* [What is expected]: Reproduce the stretch from the line containing "of the fingers" through the end of the data, with "paper" changed to "document" and nothing else altered.

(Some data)
** START **

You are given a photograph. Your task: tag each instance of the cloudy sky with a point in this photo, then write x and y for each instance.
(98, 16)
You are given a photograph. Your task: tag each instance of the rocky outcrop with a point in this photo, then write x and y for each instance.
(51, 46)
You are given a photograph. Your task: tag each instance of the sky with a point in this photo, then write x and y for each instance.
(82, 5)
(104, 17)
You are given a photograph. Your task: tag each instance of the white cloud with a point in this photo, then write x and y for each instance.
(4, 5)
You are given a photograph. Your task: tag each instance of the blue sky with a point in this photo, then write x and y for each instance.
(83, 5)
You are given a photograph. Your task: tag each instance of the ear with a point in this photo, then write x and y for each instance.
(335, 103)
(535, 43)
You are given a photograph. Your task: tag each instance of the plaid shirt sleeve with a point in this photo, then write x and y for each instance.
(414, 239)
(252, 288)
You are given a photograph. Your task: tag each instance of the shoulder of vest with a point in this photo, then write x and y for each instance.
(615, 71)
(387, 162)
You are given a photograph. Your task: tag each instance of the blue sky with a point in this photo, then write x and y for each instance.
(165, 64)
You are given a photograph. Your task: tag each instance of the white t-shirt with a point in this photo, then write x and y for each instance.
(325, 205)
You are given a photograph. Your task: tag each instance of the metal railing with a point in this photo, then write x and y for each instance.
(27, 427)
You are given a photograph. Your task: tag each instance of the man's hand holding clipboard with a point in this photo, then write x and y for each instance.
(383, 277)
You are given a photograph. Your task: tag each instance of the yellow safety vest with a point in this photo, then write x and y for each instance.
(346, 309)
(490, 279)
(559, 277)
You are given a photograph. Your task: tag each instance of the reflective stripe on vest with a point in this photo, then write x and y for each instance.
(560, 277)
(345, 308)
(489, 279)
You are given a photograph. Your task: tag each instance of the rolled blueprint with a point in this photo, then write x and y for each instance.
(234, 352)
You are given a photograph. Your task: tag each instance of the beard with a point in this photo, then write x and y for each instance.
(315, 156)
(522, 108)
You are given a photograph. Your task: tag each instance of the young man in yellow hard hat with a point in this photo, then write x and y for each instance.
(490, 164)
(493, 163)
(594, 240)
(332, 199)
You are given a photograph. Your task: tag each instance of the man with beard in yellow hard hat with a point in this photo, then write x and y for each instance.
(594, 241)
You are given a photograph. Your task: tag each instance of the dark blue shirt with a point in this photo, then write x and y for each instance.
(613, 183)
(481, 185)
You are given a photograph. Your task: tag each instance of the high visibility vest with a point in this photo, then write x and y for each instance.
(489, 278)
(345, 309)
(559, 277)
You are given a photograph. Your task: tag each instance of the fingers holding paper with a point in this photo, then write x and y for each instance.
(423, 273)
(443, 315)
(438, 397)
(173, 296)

** END **

* [Expected answer]:
You are given a photograph. Your task: tag each instance of the fingers holding document with a point in this photo, then write x and y for each instance.
(423, 273)
(443, 315)
(438, 397)
(173, 296)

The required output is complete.